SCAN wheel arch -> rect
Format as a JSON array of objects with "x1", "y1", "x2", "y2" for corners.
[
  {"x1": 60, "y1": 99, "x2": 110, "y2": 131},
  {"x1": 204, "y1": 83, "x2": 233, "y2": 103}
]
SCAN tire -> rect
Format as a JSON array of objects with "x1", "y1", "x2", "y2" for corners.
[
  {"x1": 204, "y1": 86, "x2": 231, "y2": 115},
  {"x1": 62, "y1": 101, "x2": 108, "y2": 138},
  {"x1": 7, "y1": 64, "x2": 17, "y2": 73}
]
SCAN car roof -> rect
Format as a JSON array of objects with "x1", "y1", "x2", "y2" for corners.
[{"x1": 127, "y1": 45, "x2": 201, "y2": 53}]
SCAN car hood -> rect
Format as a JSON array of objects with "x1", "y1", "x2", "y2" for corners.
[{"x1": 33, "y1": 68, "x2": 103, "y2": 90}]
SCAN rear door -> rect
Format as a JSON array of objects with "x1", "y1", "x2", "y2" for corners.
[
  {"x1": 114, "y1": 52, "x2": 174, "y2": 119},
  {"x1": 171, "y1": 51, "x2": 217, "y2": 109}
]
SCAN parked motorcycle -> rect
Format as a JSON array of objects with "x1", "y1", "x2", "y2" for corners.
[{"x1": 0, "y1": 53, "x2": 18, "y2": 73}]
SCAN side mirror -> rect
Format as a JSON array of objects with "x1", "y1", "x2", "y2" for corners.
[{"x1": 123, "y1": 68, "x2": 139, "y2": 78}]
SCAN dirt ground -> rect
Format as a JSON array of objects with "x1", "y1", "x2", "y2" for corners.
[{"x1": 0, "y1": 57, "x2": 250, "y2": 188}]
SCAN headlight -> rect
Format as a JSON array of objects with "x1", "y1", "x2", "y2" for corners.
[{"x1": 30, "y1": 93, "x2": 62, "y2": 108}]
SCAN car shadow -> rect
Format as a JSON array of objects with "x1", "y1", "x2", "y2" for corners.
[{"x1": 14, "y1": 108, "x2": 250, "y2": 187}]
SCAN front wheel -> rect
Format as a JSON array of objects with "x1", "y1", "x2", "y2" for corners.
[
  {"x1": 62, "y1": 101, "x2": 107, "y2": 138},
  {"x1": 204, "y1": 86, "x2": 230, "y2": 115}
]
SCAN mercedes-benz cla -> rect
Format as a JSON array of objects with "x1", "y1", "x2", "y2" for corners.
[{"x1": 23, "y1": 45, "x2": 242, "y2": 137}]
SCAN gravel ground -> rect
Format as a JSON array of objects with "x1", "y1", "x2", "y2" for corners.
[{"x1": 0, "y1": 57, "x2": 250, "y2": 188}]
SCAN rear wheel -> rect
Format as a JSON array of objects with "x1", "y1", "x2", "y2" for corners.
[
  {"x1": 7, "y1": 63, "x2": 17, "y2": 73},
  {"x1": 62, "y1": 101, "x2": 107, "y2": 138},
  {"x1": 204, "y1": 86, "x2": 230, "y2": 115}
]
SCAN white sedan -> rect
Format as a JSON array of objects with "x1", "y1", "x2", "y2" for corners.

What is expected: Find each line of the records above that contains the string "rear" and copy it out. Case counts.

Output of the task:
SCAN rear door -> rect
SCAN rear wheel -> rect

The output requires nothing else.